### To do
Everything from the first line below through the line with "column 165, row 312" is to be transcribed exactly, and nothing past it.

== Segment start ==

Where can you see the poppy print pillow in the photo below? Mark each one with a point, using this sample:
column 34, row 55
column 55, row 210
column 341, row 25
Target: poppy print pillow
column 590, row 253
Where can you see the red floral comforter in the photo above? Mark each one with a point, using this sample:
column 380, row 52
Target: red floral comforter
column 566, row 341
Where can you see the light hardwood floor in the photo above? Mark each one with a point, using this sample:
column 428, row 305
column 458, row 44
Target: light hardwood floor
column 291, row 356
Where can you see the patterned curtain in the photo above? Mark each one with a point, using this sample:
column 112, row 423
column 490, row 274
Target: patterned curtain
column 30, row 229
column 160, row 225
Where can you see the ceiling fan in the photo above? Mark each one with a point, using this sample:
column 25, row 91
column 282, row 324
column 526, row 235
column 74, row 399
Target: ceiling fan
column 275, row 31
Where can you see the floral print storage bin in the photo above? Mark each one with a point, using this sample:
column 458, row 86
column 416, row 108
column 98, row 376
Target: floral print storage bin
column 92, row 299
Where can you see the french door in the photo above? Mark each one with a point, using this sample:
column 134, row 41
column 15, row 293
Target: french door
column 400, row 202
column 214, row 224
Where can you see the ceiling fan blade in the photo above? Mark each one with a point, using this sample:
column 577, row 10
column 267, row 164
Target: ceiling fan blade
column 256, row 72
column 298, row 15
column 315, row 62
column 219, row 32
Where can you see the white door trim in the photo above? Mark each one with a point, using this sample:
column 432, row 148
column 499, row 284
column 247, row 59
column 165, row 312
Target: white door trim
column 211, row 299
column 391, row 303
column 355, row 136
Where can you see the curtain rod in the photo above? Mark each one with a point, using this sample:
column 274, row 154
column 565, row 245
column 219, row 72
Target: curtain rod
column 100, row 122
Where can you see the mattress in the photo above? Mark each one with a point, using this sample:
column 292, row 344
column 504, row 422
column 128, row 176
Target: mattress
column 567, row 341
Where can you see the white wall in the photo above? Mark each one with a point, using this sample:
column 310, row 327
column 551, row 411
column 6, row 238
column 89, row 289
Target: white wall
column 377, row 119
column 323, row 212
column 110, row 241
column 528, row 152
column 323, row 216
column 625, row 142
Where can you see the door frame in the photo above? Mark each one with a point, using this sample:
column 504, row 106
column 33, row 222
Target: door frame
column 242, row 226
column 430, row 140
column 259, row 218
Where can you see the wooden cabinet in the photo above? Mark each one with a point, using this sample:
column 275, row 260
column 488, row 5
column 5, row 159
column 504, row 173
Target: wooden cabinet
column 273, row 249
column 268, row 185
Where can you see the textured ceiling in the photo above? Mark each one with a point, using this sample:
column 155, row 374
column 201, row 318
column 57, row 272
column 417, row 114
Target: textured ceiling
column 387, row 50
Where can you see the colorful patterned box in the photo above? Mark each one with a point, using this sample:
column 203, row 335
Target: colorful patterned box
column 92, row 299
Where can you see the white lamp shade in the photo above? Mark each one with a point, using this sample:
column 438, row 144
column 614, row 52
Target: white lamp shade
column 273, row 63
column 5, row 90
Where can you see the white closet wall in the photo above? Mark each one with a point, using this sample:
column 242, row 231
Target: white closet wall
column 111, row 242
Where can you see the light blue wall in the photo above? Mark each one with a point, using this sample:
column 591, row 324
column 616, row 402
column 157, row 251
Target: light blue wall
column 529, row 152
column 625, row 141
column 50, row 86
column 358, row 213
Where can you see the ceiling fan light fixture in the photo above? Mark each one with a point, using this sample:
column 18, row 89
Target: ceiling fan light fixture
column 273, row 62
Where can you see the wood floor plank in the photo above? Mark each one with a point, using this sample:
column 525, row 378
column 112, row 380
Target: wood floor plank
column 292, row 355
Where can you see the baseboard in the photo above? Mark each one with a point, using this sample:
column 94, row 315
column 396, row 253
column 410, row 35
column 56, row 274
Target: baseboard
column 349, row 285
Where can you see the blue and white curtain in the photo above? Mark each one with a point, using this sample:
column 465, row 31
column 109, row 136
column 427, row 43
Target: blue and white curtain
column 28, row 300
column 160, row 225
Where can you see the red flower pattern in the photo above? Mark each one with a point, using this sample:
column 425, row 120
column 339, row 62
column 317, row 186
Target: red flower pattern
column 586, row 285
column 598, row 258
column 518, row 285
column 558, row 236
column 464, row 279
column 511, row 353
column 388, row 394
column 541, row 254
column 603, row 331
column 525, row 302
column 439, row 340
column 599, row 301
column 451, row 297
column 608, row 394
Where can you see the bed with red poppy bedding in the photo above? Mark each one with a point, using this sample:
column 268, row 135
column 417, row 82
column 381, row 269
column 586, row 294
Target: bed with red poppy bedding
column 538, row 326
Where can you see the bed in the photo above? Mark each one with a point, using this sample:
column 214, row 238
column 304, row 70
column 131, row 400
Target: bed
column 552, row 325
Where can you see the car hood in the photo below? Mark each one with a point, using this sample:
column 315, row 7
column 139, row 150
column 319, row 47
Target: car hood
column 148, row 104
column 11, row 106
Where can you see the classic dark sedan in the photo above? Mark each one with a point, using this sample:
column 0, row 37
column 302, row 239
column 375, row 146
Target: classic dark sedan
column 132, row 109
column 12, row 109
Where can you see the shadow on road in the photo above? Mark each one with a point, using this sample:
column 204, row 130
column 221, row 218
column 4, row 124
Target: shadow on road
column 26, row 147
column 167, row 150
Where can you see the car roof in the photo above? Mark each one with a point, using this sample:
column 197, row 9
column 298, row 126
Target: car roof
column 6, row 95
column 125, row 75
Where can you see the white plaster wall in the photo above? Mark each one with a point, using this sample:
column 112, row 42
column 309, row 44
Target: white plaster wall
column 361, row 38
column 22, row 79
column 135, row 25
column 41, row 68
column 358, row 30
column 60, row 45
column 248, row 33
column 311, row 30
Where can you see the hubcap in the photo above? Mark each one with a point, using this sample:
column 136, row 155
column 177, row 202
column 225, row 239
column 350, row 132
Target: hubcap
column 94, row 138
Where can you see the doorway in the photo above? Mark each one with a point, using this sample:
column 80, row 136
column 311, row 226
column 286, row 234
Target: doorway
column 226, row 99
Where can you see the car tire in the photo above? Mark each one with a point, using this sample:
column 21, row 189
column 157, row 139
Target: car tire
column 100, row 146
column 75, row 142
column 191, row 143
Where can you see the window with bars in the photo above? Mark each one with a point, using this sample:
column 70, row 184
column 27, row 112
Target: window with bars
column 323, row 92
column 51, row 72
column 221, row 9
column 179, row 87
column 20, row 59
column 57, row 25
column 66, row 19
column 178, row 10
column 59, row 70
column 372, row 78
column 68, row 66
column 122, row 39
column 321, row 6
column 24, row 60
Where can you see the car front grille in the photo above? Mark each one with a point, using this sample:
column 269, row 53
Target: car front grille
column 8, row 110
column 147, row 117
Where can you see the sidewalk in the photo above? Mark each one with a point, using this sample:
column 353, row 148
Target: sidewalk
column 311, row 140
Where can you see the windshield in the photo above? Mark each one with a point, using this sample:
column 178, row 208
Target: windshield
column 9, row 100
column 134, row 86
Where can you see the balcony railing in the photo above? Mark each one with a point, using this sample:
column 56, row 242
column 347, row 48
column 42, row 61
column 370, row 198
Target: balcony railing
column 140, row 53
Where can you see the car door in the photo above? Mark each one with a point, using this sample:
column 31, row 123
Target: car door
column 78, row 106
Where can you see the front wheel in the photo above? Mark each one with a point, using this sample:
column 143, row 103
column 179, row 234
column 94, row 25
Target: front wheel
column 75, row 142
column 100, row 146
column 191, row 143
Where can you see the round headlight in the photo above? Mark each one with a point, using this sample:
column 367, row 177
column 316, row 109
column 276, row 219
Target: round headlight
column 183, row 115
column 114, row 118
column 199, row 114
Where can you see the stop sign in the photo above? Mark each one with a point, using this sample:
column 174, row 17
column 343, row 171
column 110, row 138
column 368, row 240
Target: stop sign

== Segment end ==

### Output below
Where can you see the poppy print pillow in the photo below? Mark each one with a point, using this sample:
column 34, row 55
column 55, row 210
column 341, row 25
Target: poppy print pillow
column 590, row 253
Where can you see the red floral comforter in the photo above? Mark each one with a point, using this sample:
column 380, row 52
Target: red floral comforter
column 566, row 341
Where can you see the light hardwood floor in the photo above? Mark each one with a point, using this sample:
column 428, row 305
column 458, row 44
Target: light hardwood floor
column 291, row 356
Where can you see the patterned curtain in the photo above? Mark each one with a point, using this sample:
column 112, row 423
column 490, row 274
Target: patterned curtain
column 30, row 229
column 160, row 225
Where can you see the ceiling fan in the photo above? Mark each one with a point, using this sample:
column 25, row 91
column 282, row 324
column 526, row 235
column 74, row 399
Target: ceiling fan
column 275, row 31
Where can you see the floral print storage bin in the photo above? Mark each one with a point, using this sample:
column 458, row 86
column 416, row 108
column 98, row 376
Target: floral print storage bin
column 92, row 299
Where can you see the french door in the photo above? Mark each one with a point, using this sample:
column 134, row 41
column 15, row 293
Target: french door
column 400, row 202
column 214, row 224
Where can you see the ceiling fan blade in the photo above? Mark each one with a point, using this sample:
column 577, row 10
column 267, row 164
Target: ceiling fan blade
column 256, row 72
column 298, row 15
column 315, row 62
column 219, row 32
Where can you see the white door trim in the photo above? Mark each one with a point, using this sample:
column 432, row 148
column 499, row 284
column 247, row 59
column 165, row 312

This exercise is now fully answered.